Work request => Your answer must be an exact copy of the entries below, with no pictures in it.
Start of Records supplied
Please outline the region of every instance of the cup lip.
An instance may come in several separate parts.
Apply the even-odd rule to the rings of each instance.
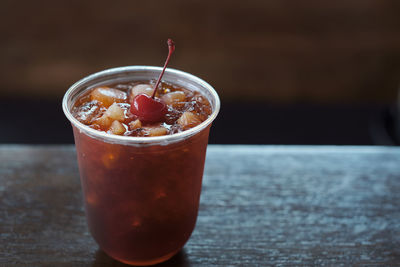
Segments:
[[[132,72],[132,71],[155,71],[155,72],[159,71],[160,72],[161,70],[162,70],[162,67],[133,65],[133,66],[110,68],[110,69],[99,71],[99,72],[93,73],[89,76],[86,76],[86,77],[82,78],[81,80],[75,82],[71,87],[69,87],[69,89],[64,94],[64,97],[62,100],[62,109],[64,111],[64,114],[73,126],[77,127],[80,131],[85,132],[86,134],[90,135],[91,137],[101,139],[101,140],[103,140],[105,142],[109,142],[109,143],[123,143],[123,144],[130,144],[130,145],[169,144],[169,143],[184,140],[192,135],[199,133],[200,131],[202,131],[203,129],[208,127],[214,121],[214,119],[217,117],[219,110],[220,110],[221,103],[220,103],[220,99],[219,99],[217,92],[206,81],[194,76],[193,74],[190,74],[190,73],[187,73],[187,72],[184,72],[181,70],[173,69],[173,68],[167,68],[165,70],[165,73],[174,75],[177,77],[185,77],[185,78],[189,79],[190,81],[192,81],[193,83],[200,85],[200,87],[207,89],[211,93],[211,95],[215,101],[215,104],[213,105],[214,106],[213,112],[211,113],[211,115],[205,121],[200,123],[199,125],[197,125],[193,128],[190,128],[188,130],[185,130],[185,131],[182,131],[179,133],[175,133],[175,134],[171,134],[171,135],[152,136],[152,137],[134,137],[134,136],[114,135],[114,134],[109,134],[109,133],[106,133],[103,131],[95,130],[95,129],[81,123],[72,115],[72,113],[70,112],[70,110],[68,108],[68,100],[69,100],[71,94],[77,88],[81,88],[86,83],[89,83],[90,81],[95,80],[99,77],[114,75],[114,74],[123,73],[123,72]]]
End of Records supplied
Exercise result =>
Please outline the region of every instance of the cup lip.
An instance may come in several separate parts.
Apply the even-odd rule to the rings of each instance.
Segments:
[[[132,72],[132,71],[155,71],[155,72],[159,71],[160,72],[161,70],[162,70],[162,67],[133,65],[133,66],[110,68],[110,69],[99,71],[99,72],[93,73],[89,76],[86,76],[86,77],[82,78],[81,80],[75,82],[71,87],[69,87],[69,89],[64,94],[64,97],[62,100],[62,109],[64,111],[64,114],[73,126],[77,127],[80,131],[85,132],[86,134],[90,135],[91,137],[101,139],[101,140],[103,140],[105,142],[109,142],[109,143],[123,143],[123,144],[130,144],[130,145],[169,144],[169,143],[184,140],[192,135],[199,133],[200,131],[202,131],[203,129],[208,127],[214,121],[214,119],[217,117],[219,110],[220,110],[221,103],[220,103],[220,99],[219,99],[217,92],[206,81],[194,76],[193,74],[190,74],[190,73],[187,73],[187,72],[184,72],[181,70],[173,69],[173,68],[167,68],[165,70],[165,73],[174,75],[177,77],[185,77],[185,78],[189,79],[190,81],[192,81],[193,83],[200,85],[200,87],[207,89],[211,93],[211,95],[215,101],[215,104],[213,105],[214,106],[213,112],[211,113],[211,115],[205,121],[200,123],[199,125],[197,125],[193,128],[190,128],[188,130],[185,130],[185,131],[182,131],[179,133],[175,133],[175,134],[171,134],[171,135],[152,136],[152,137],[134,137],[134,136],[114,135],[114,134],[109,134],[109,133],[106,133],[103,131],[95,130],[95,129],[81,123],[72,115],[72,113],[70,112],[70,110],[68,108],[68,100],[69,100],[71,94],[77,88],[81,88],[86,83],[89,83],[90,81],[95,80],[99,77],[114,75],[114,74],[123,73],[123,72]]]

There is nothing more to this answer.